Look through the entries below. Report each line that has the word "errors" in it.

(Saved data entries)
>>>>>

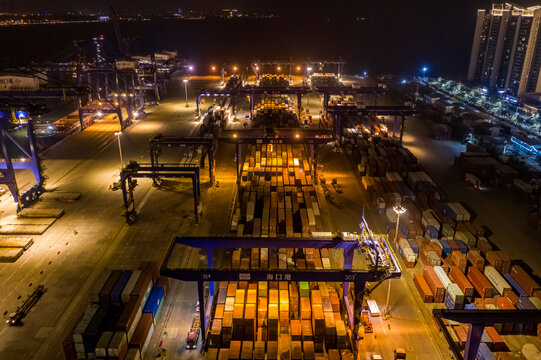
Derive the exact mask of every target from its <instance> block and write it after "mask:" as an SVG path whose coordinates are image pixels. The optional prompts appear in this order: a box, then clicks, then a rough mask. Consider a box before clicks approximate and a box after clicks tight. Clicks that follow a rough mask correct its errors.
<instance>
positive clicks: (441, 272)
mask: <svg viewBox="0 0 541 360" xmlns="http://www.w3.org/2000/svg"><path fill="white" fill-rule="evenodd" d="M434 272H435V273H436V275H437V276H438V279H440V281H441V283H442V284H443V287H444V288H446V289H447V287H448V286H449V285H451V284H452V282H451V280H450V279H449V276H447V274H446V273H445V271H444V270H443V268H442V267H441V266H434Z"/></svg>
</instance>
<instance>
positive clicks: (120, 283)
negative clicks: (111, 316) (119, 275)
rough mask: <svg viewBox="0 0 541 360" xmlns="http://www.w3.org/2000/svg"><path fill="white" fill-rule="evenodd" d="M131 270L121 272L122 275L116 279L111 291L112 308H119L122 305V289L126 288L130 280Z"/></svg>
mask: <svg viewBox="0 0 541 360" xmlns="http://www.w3.org/2000/svg"><path fill="white" fill-rule="evenodd" d="M132 273H133V272H132V271H131V270H124V271H122V274H121V275H120V277H119V278H118V280H117V282H116V284H115V286H114V287H113V289H112V290H111V304H113V305H114V306H121V305H122V292H123V291H124V288H125V287H126V284H127V283H128V281H129V280H130V277H131V275H132Z"/></svg>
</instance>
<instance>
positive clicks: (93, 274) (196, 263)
mask: <svg viewBox="0 0 541 360" xmlns="http://www.w3.org/2000/svg"><path fill="white" fill-rule="evenodd" d="M172 83H173V84H176V83H178V84H180V81H179V80H178V79H177V82H175V80H173V81H172ZM201 85H204V83H203V82H202V80H197V79H193V80H192V81H190V86H191V87H190V88H189V93H190V91H191V90H193V88H195V87H197V86H201ZM183 91H184V89H183V87H180V88H176V89H172V90H171V91H170V96H169V97H168V98H167V99H166V100H165V101H163V102H162V103H161V104H160V105H159V106H155V107H153V108H151V109H149V110H148V111H147V112H148V116H146V117H145V118H144V119H141V120H139V121H138V122H137V123H135V124H134V125H132V126H130V127H129V128H127V129H126V130H125V131H124V133H123V134H122V135H121V141H122V150H123V155H124V161H125V162H127V161H128V160H130V159H133V160H137V161H140V162H145V161H149V159H148V139H149V138H150V137H151V136H153V135H155V134H157V133H162V134H164V135H190V134H192V133H194V132H195V131H196V130H197V124H196V123H195V122H194V118H195V117H194V110H195V106H194V101H193V98H191V99H190V101H191V102H190V104H191V106H190V107H189V108H186V107H185V106H184V92H183ZM423 126H424V125H423V124H422V123H420V121H419V120H417V119H413V120H411V121H409V122H408V127H407V131H406V137H405V145H406V146H408V147H410V148H411V150H412V151H413V152H414V154H415V155H417V156H418V157H419V159H420V162H421V163H422V164H423V165H424V166H426V167H427V169H428V170H429V171H430V173H431V174H433V175H434V176H435V177H436V179H437V180H438V181H440V183H442V185H443V186H444V187H445V188H446V189H447V191H448V192H449V195H450V197H451V198H452V199H456V200H464V201H467V202H468V203H471V200H470V199H476V202H475V204H476V205H475V206H480V205H477V204H485V205H484V206H485V207H484V208H483V207H479V208H474V210H476V212H478V216H479V219H480V220H481V222H482V223H485V224H487V225H489V226H490V227H491V228H492V229H493V230H494V231H497V233H498V236H497V237H496V241H497V243H498V245H499V246H501V247H502V248H504V249H506V250H508V251H509V252H510V253H511V254H512V255H513V257H521V258H524V259H525V260H526V261H527V262H528V263H529V264H530V265H531V266H532V267H534V266H539V263H538V262H537V261H535V259H536V257H535V256H538V254H539V247H536V246H535V245H536V243H535V242H533V240H532V239H533V237H532V235H530V237H525V236H527V235H528V231H527V229H523V230H522V232H521V233H520V234H521V235H520V236H521V237H520V238H521V239H529V240H525V241H523V242H524V244H526V245H524V246H521V247H519V246H516V245H513V246H511V245H509V240H508V239H510V238H513V237H512V235H513V234H516V231H517V230H516V226H519V225H516V226H511V225H507V226H506V223H505V221H500V222H498V220H493V221H492V222H493V223H490V220H491V219H490V214H492V213H486V214H483V213H482V212H483V211H487V212H488V211H489V210H490V211H493V210H492V206H493V205H492V204H493V203H499V202H500V201H507V200H506V199H510V198H505V197H504V198H503V199H501V200H500V198H497V199H493V198H494V196H495V194H490V193H487V194H484V193H473V190H472V191H469V189H466V188H464V185H463V184H462V182H461V181H460V179H459V178H457V175H456V174H454V173H453V172H452V170H449V169H448V167H449V164H450V162H451V159H452V156H453V155H452V154H454V153H455V152H456V151H457V149H458V148H457V147H456V145H454V144H446V143H435V144H434V143H433V142H432V141H431V140H430V139H427V136H426V134H427V133H426V129H424V127H423ZM118 130H119V129H118V123H117V122H116V120H115V119H113V118H111V117H106V118H104V119H103V120H102V121H100V122H98V123H96V124H95V125H92V126H91V127H90V128H88V129H86V130H85V131H83V132H81V133H78V134H75V135H73V136H71V137H69V138H67V139H65V140H63V141H62V142H61V143H59V144H57V145H56V146H54V147H53V148H51V149H49V150H47V151H46V152H44V153H43V154H42V156H43V159H44V164H45V166H46V168H47V170H46V172H45V174H46V175H47V176H48V181H47V185H46V187H47V189H48V190H56V191H68V192H69V191H73V192H80V193H81V198H80V200H78V201H77V202H75V203H39V204H38V205H37V207H43V208H50V207H55V208H57V207H62V208H64V209H65V211H66V214H65V215H64V216H63V217H62V218H61V219H59V220H58V221H57V222H56V223H55V224H54V225H53V226H52V227H51V228H50V229H49V230H48V231H47V232H45V233H44V235H41V236H34V241H35V243H34V245H32V247H31V248H30V250H29V251H26V252H25V253H24V254H23V256H22V257H21V258H20V259H19V260H17V262H15V263H13V264H1V265H0V283H2V287H1V289H0V294H1V297H0V310H1V311H2V312H3V311H8V312H11V311H13V310H15V308H16V306H17V305H18V304H20V302H21V301H22V299H24V298H25V297H26V296H27V295H28V294H29V293H30V292H31V291H32V288H33V287H34V286H36V285H37V284H44V285H45V287H46V288H47V293H46V294H45V295H44V296H43V298H42V299H41V300H40V301H39V302H38V304H37V305H36V306H35V307H34V309H33V310H32V311H31V312H30V314H29V315H28V316H27V318H25V320H24V323H25V324H24V326H22V327H7V326H6V325H5V324H4V323H2V324H0V359H13V358H21V359H63V358H64V357H63V353H62V348H61V343H62V340H63V339H64V338H65V337H66V335H67V334H68V333H69V331H70V330H71V329H72V328H73V326H74V325H75V324H76V322H77V320H78V317H79V316H80V314H81V313H82V311H83V310H84V307H85V306H86V305H87V304H88V291H89V289H90V287H91V285H92V284H93V282H94V281H95V280H96V278H97V277H98V276H99V274H100V273H101V272H102V271H103V270H104V269H106V268H124V269H125V268H137V267H138V266H139V264H140V263H141V262H142V261H156V262H157V263H159V264H161V262H162V260H163V257H164V255H165V252H166V250H167V248H168V246H169V244H170V242H171V240H172V239H173V237H174V236H178V235H206V234H212V235H221V234H224V233H225V232H226V231H227V226H228V224H227V223H228V220H229V216H228V215H229V208H230V204H231V201H232V199H233V196H234V193H235V175H234V149H233V147H232V146H224V147H221V148H220V151H218V154H217V159H216V166H217V168H216V179H217V180H218V181H219V187H211V186H210V185H209V182H208V173H207V172H205V171H202V172H201V174H202V202H203V207H202V211H203V219H202V221H201V222H200V224H195V222H194V214H193V202H192V197H191V185H190V183H189V182H188V181H178V182H166V183H165V184H164V186H163V187H162V188H154V187H152V186H151V182H150V180H140V181H139V186H138V187H137V188H136V190H135V198H136V206H137V209H138V212H139V217H138V222H137V223H136V224H135V225H133V226H127V225H126V224H125V223H124V218H123V217H122V216H121V213H122V209H121V204H122V201H121V194H120V192H112V191H111V190H109V186H110V185H111V184H112V182H113V181H114V179H115V178H116V176H117V175H118V171H119V168H120V164H119V161H120V160H119V152H118V145H117V139H116V137H115V135H114V132H115V131H118ZM434 146H435V147H436V148H437V149H438V151H437V152H434V151H433V152H430V151H427V150H428V149H429V148H430V149H432V147H434ZM168 154H169V153H168ZM171 154H173V153H171ZM425 154H426V156H425ZM434 154H437V155H438V156H435V155H434ZM429 155H430V156H429ZM167 156H170V157H169V158H168V159H169V160H174V159H175V158H174V157H173V156H172V155H167ZM320 160H321V163H322V164H323V167H324V175H325V176H326V177H327V178H328V179H330V178H332V177H337V178H338V181H339V183H340V184H341V185H342V188H343V190H344V194H336V193H334V194H333V196H334V197H335V199H336V202H335V204H326V203H322V210H323V211H325V212H326V213H327V214H332V215H331V216H329V219H328V224H327V226H328V229H327V230H329V231H334V230H338V229H339V230H340V231H358V223H359V221H360V218H361V215H362V211H363V205H364V208H365V213H366V217H367V220H368V221H369V223H370V224H371V226H372V227H373V230H374V231H376V232H384V231H385V227H384V223H383V222H382V219H381V217H380V216H379V215H377V214H375V213H374V211H373V206H372V204H371V203H370V202H369V201H368V198H367V194H366V193H365V192H364V190H362V186H361V183H360V177H359V176H358V175H356V174H355V172H354V169H355V167H354V164H353V163H352V162H351V161H350V160H348V159H347V157H346V155H345V154H344V153H341V154H336V153H334V152H333V151H332V150H331V149H330V147H329V148H326V149H323V150H322V151H321V154H320ZM449 174H451V175H449ZM19 178H20V179H19V180H20V181H21V183H30V182H31V178H30V174H28V173H25V172H21V173H20V174H19ZM498 196H499V194H498ZM502 196H503V195H502ZM509 196H510V195H509ZM485 197H486V198H488V199H489V200H490V201H489V200H486V199H485V200H486V202H484V203H483V202H482V201H481V200H483V199H484V198H485ZM478 198H479V199H480V200H478ZM1 200H2V202H0V210H2V211H4V215H3V217H2V218H0V223H5V222H6V221H8V220H9V219H10V217H13V216H14V215H13V214H14V208H13V205H12V202H11V201H10V199H9V198H8V196H7V195H4V196H3V197H2V198H1ZM509 201H510V200H509ZM515 203H516V201H515V202H514V203H513V204H515ZM499 206H501V209H502V212H501V214H502V216H505V219H506V221H516V222H515V223H513V224H519V222H518V220H517V219H519V220H520V215H516V216H515V215H513V214H510V213H509V211H503V210H504V209H506V208H507V209H509V207H508V206H511V205H509V204H508V203H505V202H504V203H503V204H502V205H499ZM513 206H515V208H516V209H517V211H518V210H519V209H518V208H519V206H520V204H516V205H513ZM472 207H473V206H472ZM513 209H514V208H513ZM494 211H495V210H494ZM518 214H520V213H518ZM507 224H511V222H508V223H507ZM498 225H499V226H498ZM522 234H524V235H522ZM514 238H515V239H516V236H515V237H514ZM521 243H522V242H521ZM506 244H507V245H506ZM537 259H538V257H537ZM199 260H200V256H199V253H198V252H197V251H196V250H195V249H188V248H187V249H184V253H183V256H182V257H181V261H182V264H181V265H184V266H187V267H190V266H197V265H198V263H199ZM534 269H535V268H534ZM416 271H420V270H419V269H416ZM412 272H413V270H406V271H405V273H404V276H403V277H402V278H401V279H399V280H394V281H393V285H392V296H391V302H390V306H391V311H392V315H393V316H392V318H391V319H390V320H388V321H385V320H383V319H382V318H375V319H374V321H373V322H374V333H373V334H366V336H365V340H364V341H362V343H361V349H362V350H364V352H363V353H362V354H361V358H362V359H364V358H366V359H369V356H370V355H371V354H373V353H379V354H381V355H383V356H384V358H391V356H392V351H393V349H394V348H395V347H404V348H406V349H407V350H408V353H409V354H408V358H409V359H448V358H450V356H449V352H448V349H447V345H446V343H445V340H444V339H443V337H442V335H441V334H440V333H438V331H437V330H436V328H435V326H434V322H433V321H432V320H431V314H430V308H429V307H427V306H425V305H424V304H422V303H421V302H420V299H419V296H418V294H417V292H416V290H415V288H414V286H413V284H412V281H411V273H412ZM171 285H172V286H171V290H170V292H169V294H168V296H167V298H166V300H165V305H166V306H165V308H164V312H163V313H162V318H161V320H160V321H159V323H158V325H157V328H156V331H155V333H154V336H153V339H152V342H151V346H150V350H149V351H148V352H147V356H146V357H145V359H153V358H154V355H155V354H156V353H157V351H158V346H159V344H160V343H162V346H163V347H164V348H166V349H167V350H168V359H197V358H201V355H200V354H199V352H198V351H187V350H185V337H186V332H187V331H188V327H189V326H190V325H191V320H192V318H193V315H194V313H195V303H196V294H197V291H196V286H195V284H192V283H185V282H180V281H172V283H171ZM387 286H388V282H384V283H383V284H382V285H380V287H378V288H377V289H376V290H375V291H374V292H373V293H372V297H373V298H374V299H375V300H376V301H377V303H378V304H379V306H380V308H381V309H382V310H383V307H384V304H385V299H386V294H387ZM19 296H20V297H21V298H19Z"/></svg>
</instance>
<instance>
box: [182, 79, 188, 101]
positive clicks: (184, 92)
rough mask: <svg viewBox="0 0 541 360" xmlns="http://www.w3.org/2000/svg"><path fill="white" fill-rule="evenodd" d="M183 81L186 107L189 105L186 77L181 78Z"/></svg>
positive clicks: (187, 88) (187, 84)
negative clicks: (185, 98)
mask: <svg viewBox="0 0 541 360" xmlns="http://www.w3.org/2000/svg"><path fill="white" fill-rule="evenodd" d="M182 81H183V82H184V94H185V95H186V107H190V105H188V79H184V80H182Z"/></svg>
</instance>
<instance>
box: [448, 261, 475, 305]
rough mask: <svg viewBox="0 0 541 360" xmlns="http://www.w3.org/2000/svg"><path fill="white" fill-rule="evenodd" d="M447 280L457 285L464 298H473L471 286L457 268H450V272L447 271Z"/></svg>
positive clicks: (471, 287)
mask: <svg viewBox="0 0 541 360" xmlns="http://www.w3.org/2000/svg"><path fill="white" fill-rule="evenodd" d="M449 279H450V280H451V281H452V282H454V283H456V284H457V285H458V287H459V288H460V290H462V292H463V293H464V296H465V297H467V298H473V285H472V284H471V283H470V281H469V280H468V278H467V277H466V275H464V273H463V272H462V271H460V269H459V268H458V267H457V266H451V270H450V271H449Z"/></svg>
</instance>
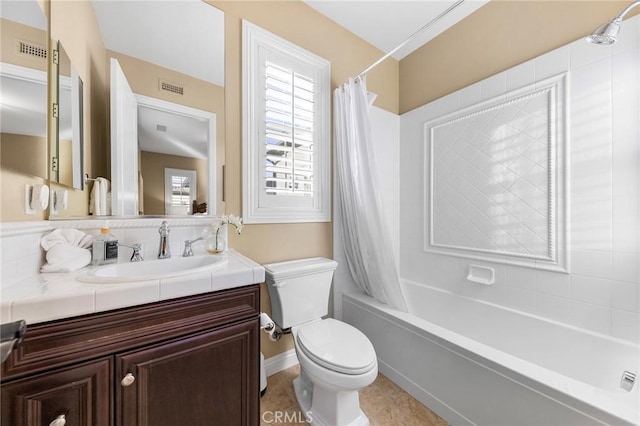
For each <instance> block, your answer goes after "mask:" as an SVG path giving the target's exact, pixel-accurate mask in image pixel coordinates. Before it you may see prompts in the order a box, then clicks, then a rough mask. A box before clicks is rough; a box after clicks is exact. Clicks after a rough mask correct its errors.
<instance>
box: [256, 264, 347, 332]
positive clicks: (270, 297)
mask: <svg viewBox="0 0 640 426" xmlns="http://www.w3.org/2000/svg"><path fill="white" fill-rule="evenodd" d="M337 266H338V262H336V261H335V260H331V259H327V258H324V257H314V258H310V259H299V260H291V261H287V262H279V263H270V264H267V265H264V269H265V276H266V283H267V288H268V289H269V297H270V298H271V318H272V319H273V320H274V321H275V322H276V324H278V325H279V326H280V327H281V328H289V327H293V326H296V325H300V324H303V323H305V322H308V321H311V320H314V319H319V318H321V317H323V316H324V315H326V314H327V312H328V310H329V294H330V292H331V280H332V279H333V271H335V269H336V267H337Z"/></svg>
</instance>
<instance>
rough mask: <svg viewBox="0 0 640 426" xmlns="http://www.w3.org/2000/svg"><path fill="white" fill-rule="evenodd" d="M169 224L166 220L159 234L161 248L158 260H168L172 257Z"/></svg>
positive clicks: (164, 221) (158, 250)
mask: <svg viewBox="0 0 640 426" xmlns="http://www.w3.org/2000/svg"><path fill="white" fill-rule="evenodd" d="M169 232H170V231H169V224H168V223H167V221H166V220H164V221H162V224H161V225H160V228H159V229H158V233H159V234H160V247H159V248H158V259H168V258H170V257H171V252H170V251H169Z"/></svg>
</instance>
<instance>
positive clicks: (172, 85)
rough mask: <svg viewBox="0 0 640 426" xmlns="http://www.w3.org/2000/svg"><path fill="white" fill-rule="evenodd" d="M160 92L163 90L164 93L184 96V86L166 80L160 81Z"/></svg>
mask: <svg viewBox="0 0 640 426" xmlns="http://www.w3.org/2000/svg"><path fill="white" fill-rule="evenodd" d="M160 90H164V91H165V92H171V93H177V94H178V95H184V86H182V85H181V84H178V83H172V82H170V81H166V80H160Z"/></svg>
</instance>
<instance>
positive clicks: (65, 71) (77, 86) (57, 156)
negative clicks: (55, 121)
mask: <svg viewBox="0 0 640 426" xmlns="http://www.w3.org/2000/svg"><path fill="white" fill-rule="evenodd" d="M57 50H58V64H57V66H55V68H57V75H58V96H57V98H58V101H57V104H58V118H57V119H58V126H57V128H58V134H57V141H56V144H55V145H54V150H55V151H54V152H53V153H52V157H53V158H54V160H53V164H52V167H51V180H52V181H53V182H56V183H58V184H60V185H64V186H68V187H70V188H75V189H80V190H82V189H83V188H84V179H83V173H84V169H83V164H82V163H83V152H82V151H83V147H84V143H83V136H84V132H83V98H82V96H83V83H82V79H81V78H80V76H79V75H78V72H77V71H76V69H75V67H74V66H73V64H72V63H71V60H70V59H69V55H67V52H66V51H65V50H64V46H62V43H58V47H57Z"/></svg>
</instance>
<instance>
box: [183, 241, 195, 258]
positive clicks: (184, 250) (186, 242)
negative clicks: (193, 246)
mask: <svg viewBox="0 0 640 426" xmlns="http://www.w3.org/2000/svg"><path fill="white" fill-rule="evenodd" d="M189 256H193V249H192V248H191V241H188V240H187V241H185V242H184V251H183V252H182V257H189Z"/></svg>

<<<<<

Your response >>
Derive the exact mask of every target from its <instance> block and write it after "mask:" as an SVG path whose coordinates are image pixels. The optional prompts appear in this order: a box, then clicks, then a rough mask. Consider a box before clicks approximate and a box after clicks tight. Clicks that follow a rough mask correct its errors.
For each <instance> block, your answer goes after "mask:" as an SVG path giving the target's exact, pixel-accurate mask in image pixel coordinates. Before it you may see prompts in the order a box, then clicks, then a rough mask. A box before clicks is rough; a box after clicks is exact. Clicks after a rough mask correct its errors.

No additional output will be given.